-- START OF Given information --

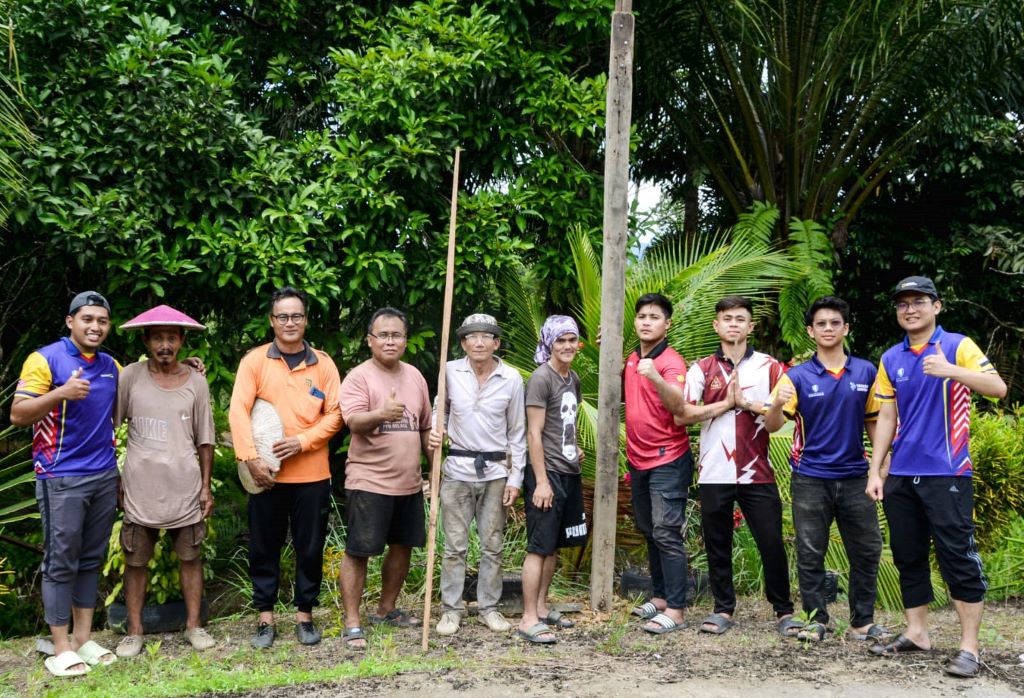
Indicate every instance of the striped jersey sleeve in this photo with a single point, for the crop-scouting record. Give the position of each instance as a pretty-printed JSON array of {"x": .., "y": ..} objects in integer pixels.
[{"x": 36, "y": 379}]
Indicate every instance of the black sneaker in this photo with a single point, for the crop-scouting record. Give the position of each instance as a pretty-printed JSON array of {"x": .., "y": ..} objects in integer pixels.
[
  {"x": 307, "y": 633},
  {"x": 264, "y": 637}
]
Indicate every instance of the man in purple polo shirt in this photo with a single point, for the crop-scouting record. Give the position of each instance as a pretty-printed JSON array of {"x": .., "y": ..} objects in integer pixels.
[
  {"x": 925, "y": 384},
  {"x": 829, "y": 398}
]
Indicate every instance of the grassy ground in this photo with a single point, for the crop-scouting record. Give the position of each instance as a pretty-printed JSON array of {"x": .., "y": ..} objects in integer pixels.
[{"x": 603, "y": 655}]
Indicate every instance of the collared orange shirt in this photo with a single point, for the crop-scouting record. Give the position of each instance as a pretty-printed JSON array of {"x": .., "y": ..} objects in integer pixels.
[{"x": 306, "y": 400}]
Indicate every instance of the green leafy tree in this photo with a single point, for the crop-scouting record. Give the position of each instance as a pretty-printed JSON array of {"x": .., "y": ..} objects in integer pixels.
[
  {"x": 954, "y": 212},
  {"x": 742, "y": 261},
  {"x": 809, "y": 104},
  {"x": 203, "y": 155}
]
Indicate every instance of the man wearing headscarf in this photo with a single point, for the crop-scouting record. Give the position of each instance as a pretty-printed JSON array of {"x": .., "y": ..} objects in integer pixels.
[{"x": 555, "y": 515}]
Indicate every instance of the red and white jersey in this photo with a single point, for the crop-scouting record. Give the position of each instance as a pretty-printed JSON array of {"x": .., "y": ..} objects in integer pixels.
[{"x": 733, "y": 446}]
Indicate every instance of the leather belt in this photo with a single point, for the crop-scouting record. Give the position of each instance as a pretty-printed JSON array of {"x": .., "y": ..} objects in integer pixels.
[{"x": 480, "y": 457}]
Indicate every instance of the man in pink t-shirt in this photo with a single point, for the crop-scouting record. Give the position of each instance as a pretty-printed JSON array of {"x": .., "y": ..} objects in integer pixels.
[{"x": 386, "y": 405}]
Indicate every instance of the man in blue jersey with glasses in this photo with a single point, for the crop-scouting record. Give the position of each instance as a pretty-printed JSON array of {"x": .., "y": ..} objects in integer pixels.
[
  {"x": 829, "y": 397},
  {"x": 925, "y": 385}
]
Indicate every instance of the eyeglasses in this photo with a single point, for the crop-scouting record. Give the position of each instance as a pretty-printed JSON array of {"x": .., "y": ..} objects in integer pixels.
[
  {"x": 916, "y": 304},
  {"x": 386, "y": 337}
]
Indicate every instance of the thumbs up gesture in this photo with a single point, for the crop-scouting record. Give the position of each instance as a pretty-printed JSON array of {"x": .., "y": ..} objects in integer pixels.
[
  {"x": 393, "y": 408},
  {"x": 77, "y": 388},
  {"x": 937, "y": 364}
]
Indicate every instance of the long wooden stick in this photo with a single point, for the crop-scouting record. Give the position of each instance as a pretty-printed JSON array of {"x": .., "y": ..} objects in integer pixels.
[
  {"x": 619, "y": 106},
  {"x": 435, "y": 468}
]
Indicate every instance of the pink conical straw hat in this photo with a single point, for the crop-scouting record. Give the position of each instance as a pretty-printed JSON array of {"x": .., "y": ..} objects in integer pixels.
[{"x": 162, "y": 314}]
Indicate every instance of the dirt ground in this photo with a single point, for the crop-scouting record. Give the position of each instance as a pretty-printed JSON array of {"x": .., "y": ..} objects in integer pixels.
[
  {"x": 607, "y": 657},
  {"x": 610, "y": 656}
]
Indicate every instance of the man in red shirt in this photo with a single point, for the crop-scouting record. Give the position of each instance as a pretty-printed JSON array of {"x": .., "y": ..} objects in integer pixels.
[{"x": 659, "y": 461}]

-- END OF Given information --

Instructions to follow: Can you reproduce, character for character, every line from the one containing "Indicate every instance of the dirt" through the last line of the entries?

Full answer:
Indicate every instance of the dirt ground in this photo with a single point, for the crop-scouting record. Give the position of each instance as a pretty-printed JSON array of {"x": .., "y": ..} objects in integer pixels.
[
  {"x": 607, "y": 657},
  {"x": 610, "y": 656}
]
Indicate every instance of the man in red shirt in this photo with a single point, for the crop-scouting record. Give the position of each instance as a pretty-printed JSON array of {"x": .., "y": ..} objects in integer pixels.
[{"x": 659, "y": 461}]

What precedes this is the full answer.